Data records

◇ ◇ ◇ ◇ ◇ ◇ ◇

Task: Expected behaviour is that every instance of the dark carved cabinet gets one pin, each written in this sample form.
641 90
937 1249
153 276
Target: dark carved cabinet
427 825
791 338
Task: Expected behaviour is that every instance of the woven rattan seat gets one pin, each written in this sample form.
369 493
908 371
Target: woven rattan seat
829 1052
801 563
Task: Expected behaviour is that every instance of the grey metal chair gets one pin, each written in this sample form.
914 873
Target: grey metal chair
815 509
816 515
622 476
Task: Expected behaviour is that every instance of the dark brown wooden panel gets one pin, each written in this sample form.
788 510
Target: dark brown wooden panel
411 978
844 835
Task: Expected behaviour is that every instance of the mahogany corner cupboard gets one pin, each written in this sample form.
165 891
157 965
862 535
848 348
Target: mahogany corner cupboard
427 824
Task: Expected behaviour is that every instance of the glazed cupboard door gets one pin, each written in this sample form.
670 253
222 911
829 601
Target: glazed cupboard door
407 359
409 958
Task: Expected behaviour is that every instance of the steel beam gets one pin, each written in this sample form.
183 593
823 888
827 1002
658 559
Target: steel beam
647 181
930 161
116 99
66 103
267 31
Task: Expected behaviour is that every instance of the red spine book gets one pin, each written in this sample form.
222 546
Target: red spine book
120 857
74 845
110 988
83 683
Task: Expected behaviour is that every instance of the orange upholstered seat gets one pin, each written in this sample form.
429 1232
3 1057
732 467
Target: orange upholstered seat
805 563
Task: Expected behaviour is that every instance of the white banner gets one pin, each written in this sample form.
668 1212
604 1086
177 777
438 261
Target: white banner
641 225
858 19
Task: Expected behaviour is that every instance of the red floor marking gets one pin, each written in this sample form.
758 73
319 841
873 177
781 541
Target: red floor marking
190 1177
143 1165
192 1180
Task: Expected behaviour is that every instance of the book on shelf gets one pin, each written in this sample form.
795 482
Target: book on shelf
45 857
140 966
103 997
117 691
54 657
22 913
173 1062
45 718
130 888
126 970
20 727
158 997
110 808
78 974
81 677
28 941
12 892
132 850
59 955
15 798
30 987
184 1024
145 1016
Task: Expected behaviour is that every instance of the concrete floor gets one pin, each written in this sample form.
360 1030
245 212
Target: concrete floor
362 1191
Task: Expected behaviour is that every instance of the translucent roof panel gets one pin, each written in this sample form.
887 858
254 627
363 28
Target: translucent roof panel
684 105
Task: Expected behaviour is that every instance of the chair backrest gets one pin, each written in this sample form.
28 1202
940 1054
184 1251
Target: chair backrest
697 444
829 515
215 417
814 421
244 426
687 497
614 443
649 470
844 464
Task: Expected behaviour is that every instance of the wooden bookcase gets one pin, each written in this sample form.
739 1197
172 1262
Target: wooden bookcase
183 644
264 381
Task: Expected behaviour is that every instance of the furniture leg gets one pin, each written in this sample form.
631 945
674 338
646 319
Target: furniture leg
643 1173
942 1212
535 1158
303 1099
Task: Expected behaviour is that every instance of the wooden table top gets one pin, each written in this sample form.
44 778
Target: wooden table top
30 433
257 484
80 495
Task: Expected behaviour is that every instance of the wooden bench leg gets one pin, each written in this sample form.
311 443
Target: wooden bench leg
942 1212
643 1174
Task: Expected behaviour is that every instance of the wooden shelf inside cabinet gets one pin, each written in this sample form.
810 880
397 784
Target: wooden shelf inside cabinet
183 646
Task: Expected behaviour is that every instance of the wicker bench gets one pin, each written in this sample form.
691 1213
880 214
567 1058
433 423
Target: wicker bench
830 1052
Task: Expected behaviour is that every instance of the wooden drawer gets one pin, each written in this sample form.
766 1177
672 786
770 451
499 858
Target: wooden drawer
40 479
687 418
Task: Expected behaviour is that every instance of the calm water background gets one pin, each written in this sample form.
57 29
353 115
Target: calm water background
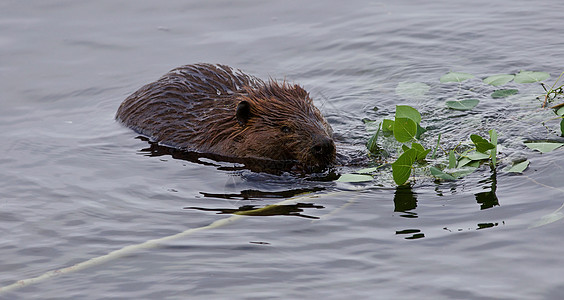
74 184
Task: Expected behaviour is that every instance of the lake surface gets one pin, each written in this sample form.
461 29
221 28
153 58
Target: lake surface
76 185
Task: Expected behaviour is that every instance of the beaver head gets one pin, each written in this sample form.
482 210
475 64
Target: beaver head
278 121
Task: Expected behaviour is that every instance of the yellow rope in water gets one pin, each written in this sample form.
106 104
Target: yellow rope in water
129 249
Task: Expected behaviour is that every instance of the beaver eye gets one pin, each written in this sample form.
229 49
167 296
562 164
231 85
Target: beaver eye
286 129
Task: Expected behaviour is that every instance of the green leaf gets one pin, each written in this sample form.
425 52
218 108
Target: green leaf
463 161
412 89
401 168
504 93
455 77
477 156
367 170
544 147
482 145
493 140
451 159
355 178
405 111
530 77
387 126
466 104
420 131
518 167
500 79
404 129
440 174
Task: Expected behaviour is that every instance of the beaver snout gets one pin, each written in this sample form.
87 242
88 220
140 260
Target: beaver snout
324 147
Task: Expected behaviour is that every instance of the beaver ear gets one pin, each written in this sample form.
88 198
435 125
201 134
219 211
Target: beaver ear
243 112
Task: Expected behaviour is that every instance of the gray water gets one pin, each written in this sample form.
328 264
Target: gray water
76 185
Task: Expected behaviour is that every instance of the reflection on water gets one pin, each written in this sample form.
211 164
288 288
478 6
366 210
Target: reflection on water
256 194
225 163
405 199
269 210
488 199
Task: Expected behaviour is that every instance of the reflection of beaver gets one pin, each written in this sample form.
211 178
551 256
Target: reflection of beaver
215 109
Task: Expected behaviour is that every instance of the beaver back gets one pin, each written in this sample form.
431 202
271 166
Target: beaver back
216 109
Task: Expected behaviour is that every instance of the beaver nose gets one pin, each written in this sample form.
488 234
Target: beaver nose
323 147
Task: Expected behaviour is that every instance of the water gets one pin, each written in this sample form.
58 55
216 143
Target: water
75 185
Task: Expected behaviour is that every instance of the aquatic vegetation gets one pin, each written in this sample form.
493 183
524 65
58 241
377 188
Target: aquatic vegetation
403 135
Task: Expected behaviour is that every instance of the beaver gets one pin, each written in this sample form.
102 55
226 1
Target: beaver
219 110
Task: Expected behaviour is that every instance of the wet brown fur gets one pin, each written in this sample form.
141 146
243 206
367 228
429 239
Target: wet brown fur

◇ ◇ ◇ ◇ ◇ ◇ ◇

*To do*: Write out the data above precisely. Pictures stay out.

*Solution to the exercise*:
Task: Expected behaviour is that every instance of the dark carved cabinet gets one pin, each written in this sample form.
641 90
937 1249
153 276
Target: dark carved cabinet
427 825
791 338
Task: Expected behaviour is that every instance of the woven rattan seat gets one pin, each written in this sample form.
369 493
908 371
Target: woven rattan seat
829 1052
801 563
Task: Expected behaviour is that every instance of the grey metal chair gets one pin, each written in this sample form.
914 873
Target: grey metal chair
815 509
816 515
622 476
Task: Expected behaviour is that every instance of the dark brown wooden panel gets one pin, each written in this sample form.
788 510
Target: dark brown wooden panel
411 978
844 835
Task: Expected behaviour is that every instance of the mahogany corner cupboard gets one pin, each written in this sample form.
165 891
157 965
862 535
848 348
Target: mahogany corner cupboard
427 824
Task: Expected behaviour is that every instance of the glazed cupboard door gets one pin, each written in this sample form.
670 253
222 911
829 601
Target: glazed cupboard door
407 359
409 958
Task: Expected behaviour is that every instance of the steel beam gets one pin, each written in this sample form.
183 593
823 888
827 1002
658 559
Target: steel beam
647 181
930 161
116 99
66 103
267 31
Task: Expected behaviour is that every instance of the red spine book gets one pin, each written in this sample form.
222 546
Target: red spine book
120 857
74 845
110 988
83 683
Task: Expected behaviour is that every instance of the orange upholstered seat gets one pin, each written in this sample form.
429 1232
3 1057
732 467
Target: orange upholstered seat
805 563
Task: Expected behaviour is that every instance of the white banner gets one pin, each written in this sample form.
668 1212
604 1086
177 777
438 261
Target: white banner
641 225
858 19
Task: Expected behaviour is that every instance of the red floor marking gets one pin, each written in this sample form.
758 73
319 841
873 177
781 541
Target: red floor marking
190 1177
143 1165
192 1180
Task: Expected behaviour is that every instance of the book on shelf gets one pin, each written in this sample form.
795 482
Target: book on shelf
45 857
140 966
103 997
117 691
54 657
22 913
173 1062
45 718
130 888
126 970
20 727
158 997
110 808
78 974
81 677
28 941
12 892
132 850
59 955
15 798
30 987
184 1024
145 1016
Task: Expected behaviour is that every instance of the concrete floor gets one pin, each written in this sample form.
360 1030
245 212
Target: concrete floor
362 1191
Task: Expected behaviour is that every instance of the translucent roof panel gets one pin, each written in this sample form.
887 858
254 627
363 28
Target: translucent roof panel
684 105
Task: Expected behaviour is that every instance of the chair backrest gets one pin, each written in this sample form.
28 1202
940 1054
184 1251
Target: chair backrest
697 444
829 515
215 417
814 421
244 426
687 497
614 443
649 470
844 464
Task: Expected behaviour is that every instance of the wooden bookcase gets one pin, each written in this sample form.
739 1197
172 1262
Target: wooden bookcase
183 644
264 381
Task: Expected behaviour is that every instance of the furniture leg gets one pin, each written in this sample form.
631 945
674 338
646 319
Target: furniture leg
643 1173
942 1212
535 1158
303 1099
Task: Expected behaviour is that every instance of the wooden table top gets one pin, each written in this sample form.
44 778
Target: wooden table top
30 433
257 484
80 495
Task: Expected behaviour is that every instance of the wooden bench leg gets one pin, each written in this sample form.
311 443
Target: wooden bench leg
942 1212
643 1174
Task: Expected behaviour is that every instance of the wooden shelf inside cabinet gets one pin, each written in this sample form.
810 880
397 784
Target: wooden shelf inside cabinet
183 646
Task: Expected behaviour is that every instance of the wicker bench gets one pin, each written in this sample form.
691 1213
880 214
567 1058
433 423
Target: wicker bench
830 1052
Task: Expected behaviour is that every instance of the wooden drawer gets one pin, each written in this sample form.
766 1177
672 786
770 451
499 858
Target: wooden drawer
40 479
687 418
Task: Expected behaviour is that every instance of the calm water background gets one pin, each written in this sample form.
57 29
353 115
Target: calm water background
74 184
Task: Expected behaviour is that every instance of the lake surface gets one pin, each written in this sample form.
461 29
221 28
153 58
Target: lake surface
76 185
Task: Expected behaviour is that every instance of the beaver head gets one pin, each written in this sample form.
482 210
475 64
Target: beaver head
278 121
Task: Expected behaviour is that every instance of the yellow rope in water gets one pin, each written in this sample form.
106 104
Target: yellow rope in water
129 249
Task: Expected behaviour is that every instance of the beaver eye gets one pin, each written in this sample form.
229 49
167 296
562 164
231 85
Target: beaver eye
286 129
Task: Expected behaviour is that every instance of the green leaf gets one pin, each written in this sample form.
425 52
218 108
Target: green leaf
463 161
412 89
401 168
504 93
455 77
477 156
367 170
544 147
482 145
493 140
451 159
355 178
405 111
530 77
387 126
466 104
420 131
518 167
500 79
404 129
440 174
Task: Expected behaviour is that every instance of the beaver snout gets one pin, each written in this sample form.
87 242
88 220
140 260
Target: beaver snout
324 147
Task: Expected behaviour is that every instance of the beaver ear gets one pin, each written in this sample form.
88 198
435 125
201 134
219 211
Target: beaver ear
243 112
Task: Expected behaviour is that every instance of the gray water gets one pin, each written in this sample form.
328 264
Target: gray water
76 185
Task: Expected behaviour is that every instance of the reflection on water gets one pin, each written in this sample form.
211 164
288 288
478 6
366 210
Target: reflection on water
256 194
225 163
405 199
269 210
488 199
Task: Expected behaviour is that every instance of the reflection of beaver gets one pin, each written in this sample form.
211 178
551 256
Target: reflection of beaver
215 109
Task: Expected behaviour is that every instance of the beaver back gets one pin, each written in this sample form.
431 202
271 166
Target: beaver back
216 109
Task: Expected behaviour is that every instance of the beaver nose gets one pin, each written in this sample form.
488 234
Target: beaver nose
323 147
Task: Expected behaviour is that every instance of the water gets one pin, each written in this sample form.
58 55
216 143
Target: water
75 185
Task: Expected behaviour is that every instance of the aquatic vegetation gets one pin, each written in this sample form.
493 183
524 65
58 241
377 188
Target: aquatic vegetation
403 135
Task: Expected behaviour is that every instance of the beaver gets one pin, each written in this sample form.
102 55
226 1
Target: beaver
219 110
Task: Expected behaviour is that every instance of the wet brown fur gets one pin, each written in this sample form.
141 146
243 206
367 228
429 239
Target: wet brown fur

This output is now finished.